• [Exercise objective]:
Reproduce all entries precisely, down to the last character.

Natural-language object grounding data
----------
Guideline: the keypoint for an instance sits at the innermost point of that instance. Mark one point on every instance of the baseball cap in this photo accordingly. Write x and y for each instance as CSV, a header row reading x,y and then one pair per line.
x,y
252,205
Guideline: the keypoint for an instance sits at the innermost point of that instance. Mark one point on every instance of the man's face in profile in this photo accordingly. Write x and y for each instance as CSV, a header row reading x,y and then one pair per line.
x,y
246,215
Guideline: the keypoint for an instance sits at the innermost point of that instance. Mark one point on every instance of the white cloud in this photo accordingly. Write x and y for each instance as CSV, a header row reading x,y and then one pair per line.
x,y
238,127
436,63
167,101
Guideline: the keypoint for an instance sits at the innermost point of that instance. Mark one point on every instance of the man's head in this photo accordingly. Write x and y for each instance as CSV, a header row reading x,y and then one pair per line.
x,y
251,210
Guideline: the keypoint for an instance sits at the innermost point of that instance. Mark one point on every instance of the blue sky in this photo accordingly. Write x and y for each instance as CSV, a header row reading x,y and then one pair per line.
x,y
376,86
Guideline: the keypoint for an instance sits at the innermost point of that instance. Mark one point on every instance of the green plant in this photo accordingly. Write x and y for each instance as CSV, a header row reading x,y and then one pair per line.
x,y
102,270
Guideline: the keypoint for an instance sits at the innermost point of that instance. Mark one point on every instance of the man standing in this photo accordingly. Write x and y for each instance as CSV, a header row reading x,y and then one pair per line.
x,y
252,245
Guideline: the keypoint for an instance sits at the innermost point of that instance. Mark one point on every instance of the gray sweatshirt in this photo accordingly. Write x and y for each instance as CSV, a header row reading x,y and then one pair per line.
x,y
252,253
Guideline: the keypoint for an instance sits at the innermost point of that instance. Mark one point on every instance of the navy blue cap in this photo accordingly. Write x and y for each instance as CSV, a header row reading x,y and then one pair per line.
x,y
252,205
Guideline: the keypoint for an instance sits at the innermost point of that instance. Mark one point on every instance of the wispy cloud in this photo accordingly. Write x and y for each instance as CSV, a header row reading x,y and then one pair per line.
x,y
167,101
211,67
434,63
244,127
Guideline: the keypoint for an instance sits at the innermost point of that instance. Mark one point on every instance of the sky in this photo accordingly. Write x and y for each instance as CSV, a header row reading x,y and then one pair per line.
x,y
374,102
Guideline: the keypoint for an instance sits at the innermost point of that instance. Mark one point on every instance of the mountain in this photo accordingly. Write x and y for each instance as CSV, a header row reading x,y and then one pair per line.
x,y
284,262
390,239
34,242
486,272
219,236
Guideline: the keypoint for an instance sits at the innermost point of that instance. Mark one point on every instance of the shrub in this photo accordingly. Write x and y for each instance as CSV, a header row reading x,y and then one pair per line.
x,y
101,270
----------
• [Response area]:
Guideline: the keypoint for an instance sits at the innermost point of that instance. Mark one point on every instance of the baseball cap in this photo accordingly. Write x and y for each instance as CSV, a header row reading x,y and then one pair per line.
x,y
252,205
Guideline: the keypoint for an instance sits at the innermost point of that instance. Mark one point on every instance of the man's face in profile in this photo accordingly. Write x and y for each instance as CSV, a header row reading x,y and then one pair per line.
x,y
246,215
Guideline: the keypoint for an instance sits at the innermost point of that instance. Mark one point on every instance of the white cloud in this photo accordingly. Write x and y for each instance as CSV, a header row reading x,y and then one pair per line.
x,y
238,127
436,63
167,101
Guideline: the keypoint for an instance sits at the innermost point of that instance. Mark one point on every instance of the man's head in this photo accordingly. Write x and y for each instance as CSV, a header row reading x,y and then one pair per line.
x,y
251,210
Guideline: the keypoint for an instance sits at the innermost point of that instance. Mark one point on every instance of the blue sky in this photo accordingly. Write x and y for each instance as CSV, a header row reading x,y and then one pair per line.
x,y
376,86
Guideline: the keypoint for an instance sits at the innermost point of that instance. Mark one point on every instance of the green plant in this photo accordingly. Write x and y for each instance as CSV, a header row reading x,y and then one pair per line.
x,y
102,270
Guideline: the keypoint for an instance sits at the innermost point of that instance. Mark one point on every instance of the man standing in this photo accordingly. Write x and y for each instance as CSV, a header row reading x,y and then one pair per line.
x,y
252,245
Guideline: the keypoint for an instance sits at the innermost point of that instance. Mark one point on every instance of the gray sweatshirt in this photo accordingly. Write x and y for each instance as CSV, a header row reading x,y and then one pair per line.
x,y
252,253
Guideline: the keypoint for an instance sits at the innermost point of that instance. Mark one point on every instance of the navy blue cap in this photo accordingly. Write x and y for each instance as CSV, a header row reading x,y and then one pair per line.
x,y
252,205
Guideline: the keypoint for an instance sits at the innermost point of that instance. Mark one point on every instance of the wispy cloud in this photo accordingly. Write x and y for each instance as CSV, a header row reading x,y and then one pair per line.
x,y
167,101
211,67
434,63
244,127
Guideline: the keypoint for an instance sits at the innermost point of that instance. Mark one point on every instance of the sky in this photo accordingly. Write x and y for each instance as CSV, a header row reading x,y and then one pair per line.
x,y
374,102
Guideline: the keypoint for an instance sits at the innermost point of that instance. Mark one point on every instance of the mountain in this photo accordingly. Write x and y for each instance as CSV, a header row reading x,y and then one pair per line.
x,y
284,262
390,239
34,242
486,272
219,236
Guideline: the keypoint for an instance sits at the innermost point of that instance. Mark one point on every instance of the shrub in this photo accordingly. Write x and y for each instance as CSV, a header row reading x,y and then one pair per line.
x,y
101,270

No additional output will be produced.